• Short exercise: Output, unchanged and in order, the lines of the entries below from the line containing "Practice step: point out every instance of the man in light" through the line containing "pixel 405 16", with both of those lines included.
# Start of Provided material
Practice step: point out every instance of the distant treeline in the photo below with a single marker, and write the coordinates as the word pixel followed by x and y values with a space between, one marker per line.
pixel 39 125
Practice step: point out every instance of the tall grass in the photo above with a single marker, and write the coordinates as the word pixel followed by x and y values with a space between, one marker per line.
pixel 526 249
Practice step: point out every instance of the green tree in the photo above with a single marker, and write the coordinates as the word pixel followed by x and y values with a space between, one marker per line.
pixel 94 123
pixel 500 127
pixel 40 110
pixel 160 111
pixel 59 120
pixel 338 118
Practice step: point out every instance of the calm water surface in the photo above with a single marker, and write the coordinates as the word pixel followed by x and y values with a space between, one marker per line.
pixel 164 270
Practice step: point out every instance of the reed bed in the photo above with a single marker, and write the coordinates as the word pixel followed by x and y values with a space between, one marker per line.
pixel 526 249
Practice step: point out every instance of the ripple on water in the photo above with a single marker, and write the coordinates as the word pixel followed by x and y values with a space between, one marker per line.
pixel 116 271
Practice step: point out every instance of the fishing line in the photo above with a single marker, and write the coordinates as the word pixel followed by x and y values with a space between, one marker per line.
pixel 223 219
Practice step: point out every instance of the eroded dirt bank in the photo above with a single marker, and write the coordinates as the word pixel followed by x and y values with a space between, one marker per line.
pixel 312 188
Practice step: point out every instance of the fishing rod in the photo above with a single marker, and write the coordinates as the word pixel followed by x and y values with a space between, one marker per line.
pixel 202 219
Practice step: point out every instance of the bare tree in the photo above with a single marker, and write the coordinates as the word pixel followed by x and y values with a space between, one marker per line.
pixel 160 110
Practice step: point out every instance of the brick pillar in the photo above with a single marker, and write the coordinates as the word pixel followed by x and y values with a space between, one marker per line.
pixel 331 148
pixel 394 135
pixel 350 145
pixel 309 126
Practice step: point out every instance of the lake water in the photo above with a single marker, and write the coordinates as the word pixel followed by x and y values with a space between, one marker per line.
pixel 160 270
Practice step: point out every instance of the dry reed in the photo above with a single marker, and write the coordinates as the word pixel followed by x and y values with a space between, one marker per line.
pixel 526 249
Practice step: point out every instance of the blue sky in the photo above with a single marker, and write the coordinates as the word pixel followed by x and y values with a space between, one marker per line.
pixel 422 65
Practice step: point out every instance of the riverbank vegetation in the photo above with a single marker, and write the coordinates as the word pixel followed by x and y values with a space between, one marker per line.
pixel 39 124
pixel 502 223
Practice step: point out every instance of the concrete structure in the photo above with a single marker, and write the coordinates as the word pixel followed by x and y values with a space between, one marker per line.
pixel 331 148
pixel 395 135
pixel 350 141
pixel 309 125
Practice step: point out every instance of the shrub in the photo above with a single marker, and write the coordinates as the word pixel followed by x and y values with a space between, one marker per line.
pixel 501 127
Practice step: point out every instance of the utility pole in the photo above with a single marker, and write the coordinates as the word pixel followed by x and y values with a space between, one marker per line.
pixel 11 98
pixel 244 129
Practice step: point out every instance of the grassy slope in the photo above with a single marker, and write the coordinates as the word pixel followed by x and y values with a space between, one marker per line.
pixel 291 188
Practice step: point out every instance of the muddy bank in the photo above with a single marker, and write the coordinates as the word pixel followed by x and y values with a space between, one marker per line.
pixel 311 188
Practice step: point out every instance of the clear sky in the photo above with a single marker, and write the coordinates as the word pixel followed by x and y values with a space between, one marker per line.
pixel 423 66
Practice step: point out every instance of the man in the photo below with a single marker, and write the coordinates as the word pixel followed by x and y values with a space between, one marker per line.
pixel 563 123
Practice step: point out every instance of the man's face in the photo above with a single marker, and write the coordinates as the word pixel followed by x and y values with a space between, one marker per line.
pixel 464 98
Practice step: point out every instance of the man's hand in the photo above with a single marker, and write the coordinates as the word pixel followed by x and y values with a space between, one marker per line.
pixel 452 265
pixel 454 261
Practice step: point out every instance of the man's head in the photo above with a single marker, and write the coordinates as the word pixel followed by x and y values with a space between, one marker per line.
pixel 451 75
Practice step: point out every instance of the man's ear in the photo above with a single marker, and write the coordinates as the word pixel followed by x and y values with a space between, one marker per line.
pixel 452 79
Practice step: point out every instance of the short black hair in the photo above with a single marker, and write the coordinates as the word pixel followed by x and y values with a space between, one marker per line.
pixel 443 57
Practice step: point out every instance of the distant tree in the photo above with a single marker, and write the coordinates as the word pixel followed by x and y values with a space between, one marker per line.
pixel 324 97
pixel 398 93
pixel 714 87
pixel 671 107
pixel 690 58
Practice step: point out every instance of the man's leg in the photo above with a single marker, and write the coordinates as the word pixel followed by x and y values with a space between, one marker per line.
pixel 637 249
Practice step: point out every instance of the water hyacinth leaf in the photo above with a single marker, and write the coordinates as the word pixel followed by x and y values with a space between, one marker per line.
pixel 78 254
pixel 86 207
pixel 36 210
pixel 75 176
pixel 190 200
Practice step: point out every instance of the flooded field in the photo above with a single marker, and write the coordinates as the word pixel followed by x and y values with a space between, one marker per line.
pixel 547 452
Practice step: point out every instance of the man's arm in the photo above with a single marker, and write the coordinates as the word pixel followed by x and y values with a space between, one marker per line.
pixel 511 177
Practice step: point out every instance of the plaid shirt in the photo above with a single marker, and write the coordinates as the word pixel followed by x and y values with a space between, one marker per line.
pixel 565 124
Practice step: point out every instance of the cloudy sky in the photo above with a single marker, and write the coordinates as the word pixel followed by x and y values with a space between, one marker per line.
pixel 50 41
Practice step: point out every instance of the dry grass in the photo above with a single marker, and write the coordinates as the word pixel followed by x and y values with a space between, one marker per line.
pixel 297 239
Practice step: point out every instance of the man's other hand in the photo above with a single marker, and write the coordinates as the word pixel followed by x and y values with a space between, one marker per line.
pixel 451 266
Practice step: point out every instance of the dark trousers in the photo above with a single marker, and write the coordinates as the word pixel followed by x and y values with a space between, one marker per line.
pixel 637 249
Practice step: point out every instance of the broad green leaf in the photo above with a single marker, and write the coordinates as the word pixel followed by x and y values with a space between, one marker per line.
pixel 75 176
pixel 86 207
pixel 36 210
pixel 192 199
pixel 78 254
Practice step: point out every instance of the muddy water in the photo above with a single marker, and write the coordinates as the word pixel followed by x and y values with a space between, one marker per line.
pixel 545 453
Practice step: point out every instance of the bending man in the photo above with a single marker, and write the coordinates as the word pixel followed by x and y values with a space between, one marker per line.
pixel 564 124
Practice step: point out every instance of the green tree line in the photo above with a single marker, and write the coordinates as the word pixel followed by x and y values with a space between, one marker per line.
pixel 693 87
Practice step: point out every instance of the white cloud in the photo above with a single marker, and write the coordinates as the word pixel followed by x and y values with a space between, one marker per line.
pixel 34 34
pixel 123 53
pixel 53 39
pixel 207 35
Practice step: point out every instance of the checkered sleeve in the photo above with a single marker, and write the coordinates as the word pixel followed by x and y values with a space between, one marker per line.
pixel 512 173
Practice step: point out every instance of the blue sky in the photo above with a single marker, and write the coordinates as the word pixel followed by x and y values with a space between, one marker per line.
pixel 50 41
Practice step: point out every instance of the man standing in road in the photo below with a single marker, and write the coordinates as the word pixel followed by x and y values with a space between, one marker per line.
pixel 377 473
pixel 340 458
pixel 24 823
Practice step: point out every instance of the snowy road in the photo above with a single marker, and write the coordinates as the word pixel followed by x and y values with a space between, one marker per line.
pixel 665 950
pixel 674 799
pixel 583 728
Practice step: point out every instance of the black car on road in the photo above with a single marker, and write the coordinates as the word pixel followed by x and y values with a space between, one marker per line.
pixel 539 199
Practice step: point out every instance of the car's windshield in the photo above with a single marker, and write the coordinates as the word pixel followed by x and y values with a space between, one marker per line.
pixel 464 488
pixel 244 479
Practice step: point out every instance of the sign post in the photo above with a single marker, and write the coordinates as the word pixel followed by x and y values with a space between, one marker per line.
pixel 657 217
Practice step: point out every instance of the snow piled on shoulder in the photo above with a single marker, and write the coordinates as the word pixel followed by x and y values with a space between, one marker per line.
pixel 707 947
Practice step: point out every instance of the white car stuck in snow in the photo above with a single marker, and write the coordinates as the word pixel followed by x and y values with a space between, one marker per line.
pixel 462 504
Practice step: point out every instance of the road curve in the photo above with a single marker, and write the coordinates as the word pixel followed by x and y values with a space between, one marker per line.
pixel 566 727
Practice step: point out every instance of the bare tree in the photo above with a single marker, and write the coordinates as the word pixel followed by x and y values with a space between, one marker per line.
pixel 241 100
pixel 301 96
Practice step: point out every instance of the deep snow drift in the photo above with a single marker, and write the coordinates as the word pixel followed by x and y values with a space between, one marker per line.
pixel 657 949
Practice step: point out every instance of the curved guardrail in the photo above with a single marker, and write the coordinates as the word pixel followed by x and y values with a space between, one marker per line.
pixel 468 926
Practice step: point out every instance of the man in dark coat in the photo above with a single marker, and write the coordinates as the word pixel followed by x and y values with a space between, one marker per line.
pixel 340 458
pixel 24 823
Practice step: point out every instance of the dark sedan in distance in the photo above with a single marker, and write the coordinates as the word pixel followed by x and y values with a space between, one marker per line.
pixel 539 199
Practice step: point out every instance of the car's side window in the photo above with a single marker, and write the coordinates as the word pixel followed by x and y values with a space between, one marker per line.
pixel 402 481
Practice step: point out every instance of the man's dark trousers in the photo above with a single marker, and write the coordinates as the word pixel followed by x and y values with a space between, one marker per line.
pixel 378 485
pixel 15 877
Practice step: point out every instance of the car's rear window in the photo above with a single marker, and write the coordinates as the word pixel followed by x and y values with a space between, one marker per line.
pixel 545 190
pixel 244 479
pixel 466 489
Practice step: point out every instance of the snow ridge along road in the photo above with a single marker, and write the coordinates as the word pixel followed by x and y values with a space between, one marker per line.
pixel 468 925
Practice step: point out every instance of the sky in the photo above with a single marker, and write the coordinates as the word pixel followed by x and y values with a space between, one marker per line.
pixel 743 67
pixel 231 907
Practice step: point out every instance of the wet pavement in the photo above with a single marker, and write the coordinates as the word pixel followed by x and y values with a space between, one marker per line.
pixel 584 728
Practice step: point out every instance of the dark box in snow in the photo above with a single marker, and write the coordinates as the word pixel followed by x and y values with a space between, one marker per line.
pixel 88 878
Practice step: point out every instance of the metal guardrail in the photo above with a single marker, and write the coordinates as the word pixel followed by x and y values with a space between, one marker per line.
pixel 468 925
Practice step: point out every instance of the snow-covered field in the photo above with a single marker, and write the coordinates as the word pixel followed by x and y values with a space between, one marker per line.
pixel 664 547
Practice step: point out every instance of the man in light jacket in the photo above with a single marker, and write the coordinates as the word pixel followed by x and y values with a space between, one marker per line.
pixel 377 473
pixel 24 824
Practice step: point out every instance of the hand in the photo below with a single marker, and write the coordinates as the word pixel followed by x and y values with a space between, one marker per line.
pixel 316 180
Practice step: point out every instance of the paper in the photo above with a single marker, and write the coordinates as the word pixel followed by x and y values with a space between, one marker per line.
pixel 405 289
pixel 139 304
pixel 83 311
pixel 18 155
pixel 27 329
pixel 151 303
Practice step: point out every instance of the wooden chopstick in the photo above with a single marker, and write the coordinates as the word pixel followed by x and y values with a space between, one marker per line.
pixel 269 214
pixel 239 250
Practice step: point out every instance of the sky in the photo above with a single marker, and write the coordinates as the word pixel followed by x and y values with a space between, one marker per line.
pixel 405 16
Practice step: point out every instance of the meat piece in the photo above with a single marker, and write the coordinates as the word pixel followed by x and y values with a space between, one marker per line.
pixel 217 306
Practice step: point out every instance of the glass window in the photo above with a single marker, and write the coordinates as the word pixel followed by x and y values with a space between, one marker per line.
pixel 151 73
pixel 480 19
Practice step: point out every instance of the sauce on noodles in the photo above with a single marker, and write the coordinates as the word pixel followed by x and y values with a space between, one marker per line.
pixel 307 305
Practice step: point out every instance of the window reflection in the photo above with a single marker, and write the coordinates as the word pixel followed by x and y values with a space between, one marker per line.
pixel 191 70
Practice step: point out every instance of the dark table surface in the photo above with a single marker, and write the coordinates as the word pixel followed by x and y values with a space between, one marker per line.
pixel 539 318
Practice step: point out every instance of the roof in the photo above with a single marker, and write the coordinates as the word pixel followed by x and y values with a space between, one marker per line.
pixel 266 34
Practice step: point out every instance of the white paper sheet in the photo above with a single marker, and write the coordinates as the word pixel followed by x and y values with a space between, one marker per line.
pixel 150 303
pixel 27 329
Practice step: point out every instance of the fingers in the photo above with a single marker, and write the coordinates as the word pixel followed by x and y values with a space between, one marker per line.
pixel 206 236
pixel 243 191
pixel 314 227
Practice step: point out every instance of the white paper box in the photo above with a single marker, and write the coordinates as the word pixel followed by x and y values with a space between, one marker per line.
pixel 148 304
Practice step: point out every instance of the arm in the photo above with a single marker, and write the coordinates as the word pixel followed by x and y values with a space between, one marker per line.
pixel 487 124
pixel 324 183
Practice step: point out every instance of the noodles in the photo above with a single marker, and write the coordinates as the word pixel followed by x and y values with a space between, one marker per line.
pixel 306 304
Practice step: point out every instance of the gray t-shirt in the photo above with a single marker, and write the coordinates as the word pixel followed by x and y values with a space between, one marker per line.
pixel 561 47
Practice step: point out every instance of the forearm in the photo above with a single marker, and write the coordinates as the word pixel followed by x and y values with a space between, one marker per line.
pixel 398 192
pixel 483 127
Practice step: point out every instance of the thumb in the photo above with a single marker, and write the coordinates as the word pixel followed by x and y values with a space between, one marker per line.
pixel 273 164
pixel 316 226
# End of Provided material
• Full solution:
Practice step: point out every instance of the man in light jacket in the photo above with a single marker, and write the coordinates as the word pixel followed by x and y values with a space between, one marker per line.
pixel 377 473
pixel 24 824
Practice step: point out every instance of the hand in the photo below with a single marker, and write the coordinates as the word pixel followed by x and y values with a space between, one marker per line.
pixel 316 180
Practice step: point out every instance of the paper in the photo above with a single marker, and write the coordinates as the word pixel followed by x and y values with a space between, one marker per line.
pixel 405 289
pixel 139 304
pixel 83 311
pixel 18 155
pixel 27 329
pixel 151 303
Practice step: point out every instance of the wooden chopstick in the photo above with a single marker, and write the coordinates as the word pixel followed by x and y values with a space between, one marker per line.
pixel 269 214
pixel 239 250
Practice step: point out every instance of the sky in the photo above with a single marker, and write the coordinates as the word pixel followed by x and y values with a space between, one marker per line.
pixel 405 16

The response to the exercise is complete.